*** Opening The data ***

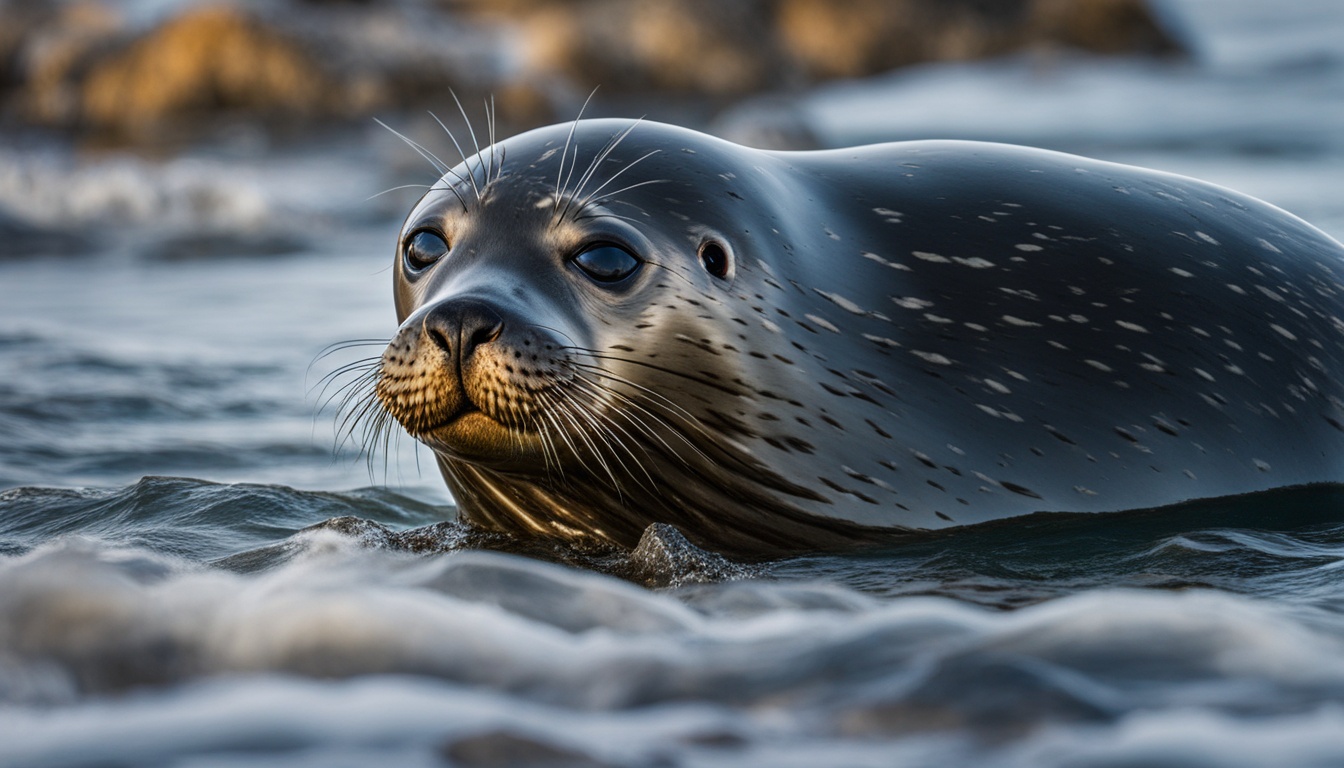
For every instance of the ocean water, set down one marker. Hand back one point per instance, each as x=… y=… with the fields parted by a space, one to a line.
x=199 y=569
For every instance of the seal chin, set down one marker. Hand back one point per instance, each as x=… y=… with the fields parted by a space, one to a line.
x=475 y=436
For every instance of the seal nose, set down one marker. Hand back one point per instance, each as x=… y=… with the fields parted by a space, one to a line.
x=460 y=327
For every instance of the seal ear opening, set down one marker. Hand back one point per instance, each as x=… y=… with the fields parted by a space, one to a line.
x=715 y=258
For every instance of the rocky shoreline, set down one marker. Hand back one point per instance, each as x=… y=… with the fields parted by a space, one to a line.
x=110 y=77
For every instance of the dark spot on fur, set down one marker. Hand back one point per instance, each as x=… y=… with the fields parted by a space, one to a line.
x=1020 y=490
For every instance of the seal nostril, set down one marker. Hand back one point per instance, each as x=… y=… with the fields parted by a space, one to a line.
x=483 y=334
x=441 y=340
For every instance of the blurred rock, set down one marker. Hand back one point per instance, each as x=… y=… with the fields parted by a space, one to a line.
x=206 y=61
x=706 y=47
x=293 y=65
x=867 y=36
x=85 y=66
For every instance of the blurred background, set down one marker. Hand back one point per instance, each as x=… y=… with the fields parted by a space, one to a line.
x=191 y=191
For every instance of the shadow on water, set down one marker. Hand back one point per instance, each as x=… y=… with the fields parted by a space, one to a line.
x=1262 y=544
x=1241 y=544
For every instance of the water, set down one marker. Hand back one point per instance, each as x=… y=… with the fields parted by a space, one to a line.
x=195 y=569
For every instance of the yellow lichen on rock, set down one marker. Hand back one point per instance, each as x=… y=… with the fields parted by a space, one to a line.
x=207 y=59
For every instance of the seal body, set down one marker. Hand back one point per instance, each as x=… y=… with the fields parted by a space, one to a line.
x=811 y=350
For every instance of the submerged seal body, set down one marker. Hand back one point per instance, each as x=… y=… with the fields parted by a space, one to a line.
x=610 y=324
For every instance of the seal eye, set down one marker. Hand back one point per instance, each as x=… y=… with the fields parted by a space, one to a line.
x=424 y=249
x=714 y=258
x=606 y=262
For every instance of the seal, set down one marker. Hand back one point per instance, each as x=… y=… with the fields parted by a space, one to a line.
x=610 y=324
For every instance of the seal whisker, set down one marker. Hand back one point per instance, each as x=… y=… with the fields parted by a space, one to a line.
x=471 y=132
x=604 y=373
x=606 y=435
x=420 y=149
x=596 y=392
x=489 y=124
x=665 y=370
x=583 y=435
x=471 y=174
x=633 y=405
x=367 y=371
x=398 y=188
x=596 y=166
x=593 y=197
x=559 y=174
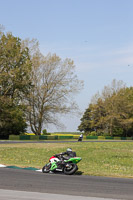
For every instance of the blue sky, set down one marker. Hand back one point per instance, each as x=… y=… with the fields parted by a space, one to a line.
x=96 y=34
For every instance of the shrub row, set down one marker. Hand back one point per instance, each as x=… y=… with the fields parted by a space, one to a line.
x=61 y=137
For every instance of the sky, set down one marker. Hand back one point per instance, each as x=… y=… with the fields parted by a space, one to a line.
x=96 y=34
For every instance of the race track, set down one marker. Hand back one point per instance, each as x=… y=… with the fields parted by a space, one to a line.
x=59 y=184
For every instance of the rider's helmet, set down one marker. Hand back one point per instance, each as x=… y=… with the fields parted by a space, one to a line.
x=69 y=149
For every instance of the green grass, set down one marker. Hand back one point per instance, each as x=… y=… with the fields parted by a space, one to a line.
x=114 y=159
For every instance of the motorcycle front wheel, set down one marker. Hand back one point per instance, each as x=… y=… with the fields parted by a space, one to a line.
x=46 y=168
x=70 y=169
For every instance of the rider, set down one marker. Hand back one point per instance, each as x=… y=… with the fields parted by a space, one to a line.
x=68 y=154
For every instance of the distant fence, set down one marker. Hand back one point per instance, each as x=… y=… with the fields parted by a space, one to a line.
x=61 y=137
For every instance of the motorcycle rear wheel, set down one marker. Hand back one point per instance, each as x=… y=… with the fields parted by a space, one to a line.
x=46 y=168
x=71 y=169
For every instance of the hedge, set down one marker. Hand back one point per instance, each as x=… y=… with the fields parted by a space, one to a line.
x=61 y=137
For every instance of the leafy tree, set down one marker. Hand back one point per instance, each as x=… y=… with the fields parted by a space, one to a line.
x=55 y=83
x=15 y=66
x=112 y=112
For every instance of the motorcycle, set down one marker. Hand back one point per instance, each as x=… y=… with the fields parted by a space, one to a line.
x=61 y=163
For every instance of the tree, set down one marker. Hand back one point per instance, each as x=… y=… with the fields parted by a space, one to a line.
x=55 y=83
x=112 y=111
x=15 y=83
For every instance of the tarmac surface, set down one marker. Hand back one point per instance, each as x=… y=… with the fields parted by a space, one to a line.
x=26 y=184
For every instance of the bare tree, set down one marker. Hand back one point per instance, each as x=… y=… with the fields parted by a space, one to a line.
x=54 y=84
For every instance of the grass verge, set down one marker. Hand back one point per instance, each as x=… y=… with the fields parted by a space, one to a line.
x=98 y=159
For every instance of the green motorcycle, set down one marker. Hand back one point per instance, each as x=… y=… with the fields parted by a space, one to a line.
x=63 y=164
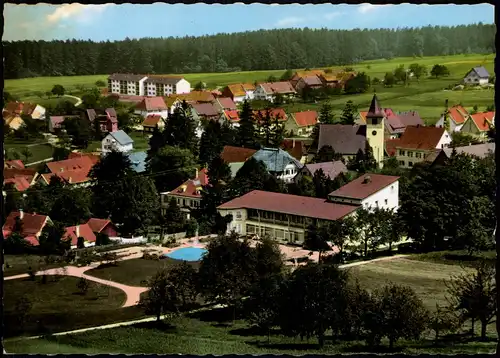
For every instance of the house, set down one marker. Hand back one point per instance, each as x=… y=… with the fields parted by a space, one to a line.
x=188 y=194
x=477 y=76
x=126 y=84
x=239 y=92
x=474 y=150
x=152 y=122
x=74 y=232
x=231 y=117
x=302 y=123
x=118 y=141
x=479 y=124
x=225 y=104
x=235 y=157
x=282 y=217
x=369 y=191
x=102 y=226
x=418 y=142
x=108 y=119
x=73 y=170
x=269 y=90
x=279 y=163
x=308 y=82
x=161 y=85
x=138 y=161
x=152 y=105
x=457 y=115
x=31 y=225
x=330 y=169
x=349 y=139
x=395 y=122
x=296 y=148
x=55 y=123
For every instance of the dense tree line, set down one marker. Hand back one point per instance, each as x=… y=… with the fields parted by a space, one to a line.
x=255 y=50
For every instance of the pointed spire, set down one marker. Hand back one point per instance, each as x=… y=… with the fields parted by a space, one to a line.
x=375 y=111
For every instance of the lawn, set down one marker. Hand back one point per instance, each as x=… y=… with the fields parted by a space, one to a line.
x=427 y=96
x=39 y=149
x=135 y=272
x=57 y=305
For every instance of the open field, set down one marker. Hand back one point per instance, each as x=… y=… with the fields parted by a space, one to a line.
x=135 y=272
x=427 y=96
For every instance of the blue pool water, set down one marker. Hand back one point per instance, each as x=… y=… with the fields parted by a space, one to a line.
x=187 y=254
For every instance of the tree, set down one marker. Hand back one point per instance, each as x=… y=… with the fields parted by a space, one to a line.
x=172 y=166
x=246 y=135
x=349 y=113
x=311 y=299
x=400 y=313
x=227 y=271
x=326 y=114
x=58 y=90
x=473 y=296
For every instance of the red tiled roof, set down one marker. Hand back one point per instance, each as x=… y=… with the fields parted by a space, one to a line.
x=364 y=186
x=152 y=104
x=232 y=116
x=306 y=118
x=97 y=225
x=232 y=154
x=84 y=231
x=32 y=223
x=290 y=204
x=191 y=188
x=458 y=114
x=418 y=137
x=152 y=120
x=483 y=121
x=14 y=164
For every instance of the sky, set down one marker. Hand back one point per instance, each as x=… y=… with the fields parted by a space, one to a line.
x=116 y=22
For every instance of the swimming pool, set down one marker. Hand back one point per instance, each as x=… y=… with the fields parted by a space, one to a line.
x=187 y=254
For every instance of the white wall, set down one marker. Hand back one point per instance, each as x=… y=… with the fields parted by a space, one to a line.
x=183 y=86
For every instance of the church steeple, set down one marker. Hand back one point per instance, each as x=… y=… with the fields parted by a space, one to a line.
x=375 y=111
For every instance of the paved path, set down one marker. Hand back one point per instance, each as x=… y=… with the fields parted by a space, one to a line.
x=79 y=100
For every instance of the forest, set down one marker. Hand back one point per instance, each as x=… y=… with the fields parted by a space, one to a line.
x=246 y=51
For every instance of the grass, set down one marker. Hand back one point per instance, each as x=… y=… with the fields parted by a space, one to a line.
x=427 y=97
x=39 y=148
x=58 y=305
x=135 y=272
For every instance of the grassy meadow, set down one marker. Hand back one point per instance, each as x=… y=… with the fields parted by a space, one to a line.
x=213 y=332
x=426 y=96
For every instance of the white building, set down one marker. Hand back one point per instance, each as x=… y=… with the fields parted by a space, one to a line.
x=118 y=141
x=477 y=76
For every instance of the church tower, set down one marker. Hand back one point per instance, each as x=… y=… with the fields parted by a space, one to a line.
x=375 y=130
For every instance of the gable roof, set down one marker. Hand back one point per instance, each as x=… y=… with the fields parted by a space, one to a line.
x=483 y=121
x=152 y=104
x=290 y=204
x=32 y=223
x=151 y=120
x=191 y=188
x=364 y=186
x=232 y=154
x=276 y=159
x=305 y=118
x=344 y=139
x=420 y=137
x=121 y=137
x=283 y=87
x=331 y=169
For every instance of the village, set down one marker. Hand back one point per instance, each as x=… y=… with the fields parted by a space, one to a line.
x=181 y=215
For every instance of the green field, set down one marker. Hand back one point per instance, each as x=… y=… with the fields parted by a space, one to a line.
x=213 y=332
x=427 y=96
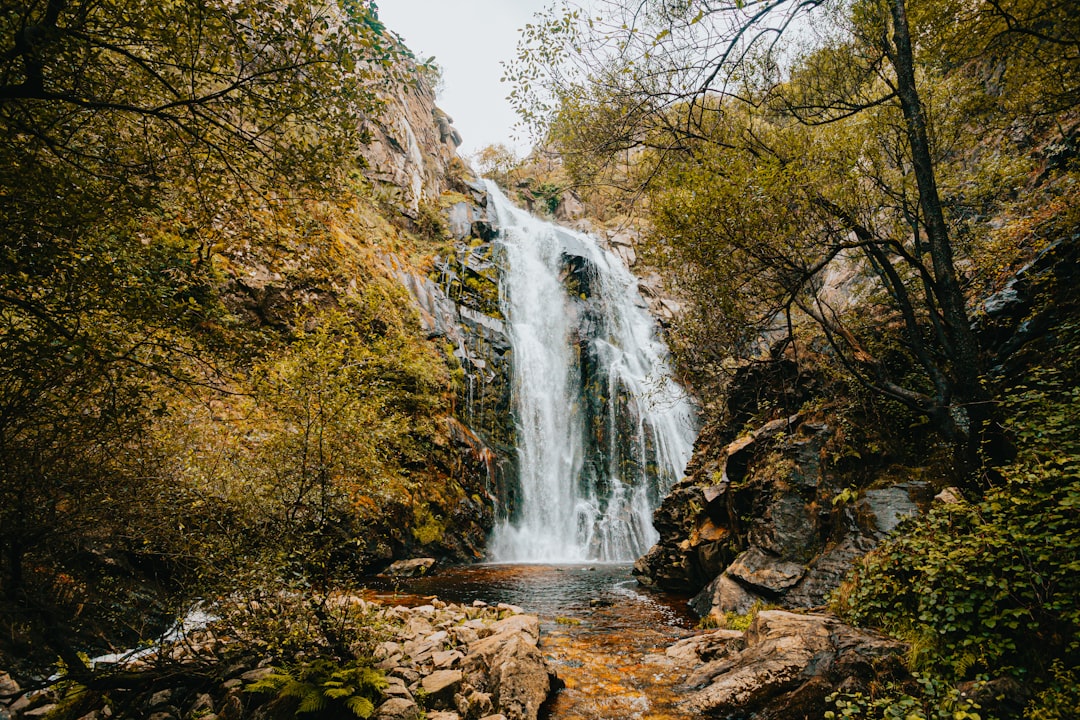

*** Closing The data ***

Reproduce the records above exactly, but only from the line containing "For every instance of the gable" through the last line, both included, and without any pictures.

For every instance of the gable roof, set down one marker. Hand back one point per instance, each as x=… y=… with the fields parted by a space, one to a line.
x=483 y=121
x=152 y=104
x=290 y=204
x=32 y=223
x=151 y=120
x=191 y=188
x=364 y=186
x=232 y=154
x=276 y=159
x=305 y=118
x=344 y=139
x=420 y=137
x=121 y=137
x=283 y=87
x=331 y=169
For every instance of the village, set down one marker. Hand back one point per instance, each as x=… y=… with the fields parted by a space, one to a line.
x=181 y=215
For every instance of the green field, set down one marker. Hand back one point per instance, each as x=… y=… with the fields parted by a space, one to a line.
x=213 y=332
x=427 y=96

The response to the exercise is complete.